TEXT PASSAGE >>
________

In 2001, the court issued an injunction demanding that Napster somehow prevent the trading of copyrighted music over its network without authorization from the owner of the copyright. Of course this was technically impossible, and to comply with the order the Napster network was shut down entirely a few months later. I still maintain that this was a terrible miscarriage of justice; U.S. law protects Internet service providers from being prosecuted for their users’ illegal activities (§230, Title 47), and this protection applies to online services as well as access providers (Schneider v. Amazon.com, Inc.). The Napster case never should have even made it to trial.
The shame of it is that I don’t really blame Metallica for lashing out against Internet file sharing, but they placed the blame in the wrong place. It was the users of Napster who were breaking the law, not Napster itself (which just provided a conduit for sharing files; a service that could be used or mis-used by its users at-will). And if Metallica really wanted to fix the problem, they would have demanded that A&M Records hurry up and provide a legal way for consumers to get music online. The solution to the file sharing problem came years later from a low-volume niche computer company called Apple, not from any of the music industry players.
Roger Waters v. Pink Floyd
Pink Floyd is probably my single most favorite band, and bassist Roger Waters—the primary songwriter behind many of their most well-known tracks—is easily my favorite rock lyricist. After their chart-busting hit record Dark Side of the Moon, Waters began to wrest more and more control over the band’s artistic direction from his bandmates. As so often happens in these cases, the band eventually disintegrated, with Waters declaring Pink Floyd to be a ‘spent force.’
Waters went to the U.K. high court demanding an injunction against his band mates ever using the name Pink Floyd again without his approval, however he had also notified EMI and Columbia Records that he was formally leaving the group. You can’t leave a band, and unilaterally declare that the band can’t continue to exist without you.
Ultimately, Pink Floyd—then technically a duo composed of David Gilmour and Nick Mason, as keyboardist Richard Wright had been dismissed well before Waters left—retained rights to its own name. As part of the settlement, Waters retained the right to perform Pink Floyd songs from the time he was in the band, and retained rights to some of his individual contributions. The re-formed group, with Wright but without Waters, went on to release two more successful studio albums and several live albums.
There is no doubt that Waters is a lyrical genius, and is behind some of the best rock songs ever composed, but it takes real hubris to assume that when you leave a band that band ceases to exist. Pink Floyd was certainly a lesser group without Waters (though it was still quite good), but it was still Pink Floyd.
Apple v. Apple
The general rule on trademarks is pretty simple. If you make up a name, like Microsoft or TiVo, then you own that name and nobody else can use it for anything. If, however, you use an existing, generic word, then you can claim trademark in a specific area. If I started a cabinet company called Pretty Cabinets, that would not prevent somebody else from starting a plumbing company and calling it Pretty Plumbing . . . but it would prevent somebody from starting another cabinet company and calling it Pretty Cabinets, or possibly even variants like Pretty Good Cabinets that might confuse consumers.

________

PROBLEM SET >>
1/ Answer these questions about the passage on lawsuits:
(a) In what year did the court issue its injunction against Napster?
(b) Which two musicians made up Pink Floyd when it kept the rights to its name?
(c) Which two made-up names are given as examples in the general rule on trademarks?
2/ Write the next part of the passage on lawsuits, picking up right after its last sentence.

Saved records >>

________

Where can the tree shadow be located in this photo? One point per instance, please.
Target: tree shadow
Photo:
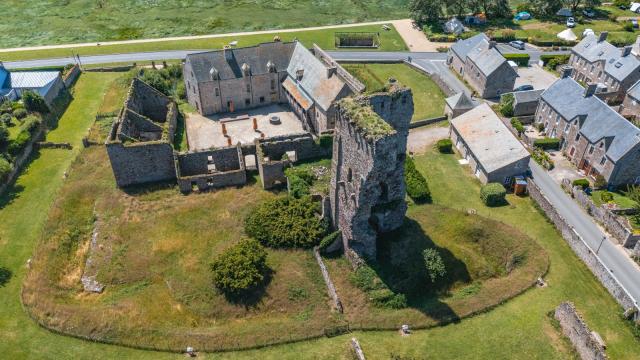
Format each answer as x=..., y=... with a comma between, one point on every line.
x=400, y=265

________

TASK RESPONSES >>
1/
(a) 2001
(b) David Gilmour and Nick Mason
(c) Microsoft and TiVo

2/
As such, Apple Computer should have been in the clear . . . even though the Beatles’ company Apple Corps (and its subsidiary Apple Records) already claimed the name. They were operating in two distinct fields with a generic term; neither had any overriding right to the name ‘Apple.’
Apple Corps first sued Apple Computer in 1978 claiming a trademark violation, and the two companies settled out of court with an agreement that Apple Corps wouldn’t make computers and Apple Computer wouldn’t enter the music industry (Apple Corps v. Apple Computer). In 1986, when Apple Computer added a sound chip to some of its computers, Apple Corps sued again claiming violation of the settlement. They again settled the dispute out of court.
But it didn’t end there. In 1991 when Macs started coming with digital sounds (for errors and the like), Apple Corps sued again and the two companies again settled out of court with an agreement that Apple Corps held right to the Apple name on “creative works whose principal content is music,” while Apple Computer held the right to the name for “goods or services . . . used to reproduce, run, play or otherwise deliver such content,” though not on any physical media.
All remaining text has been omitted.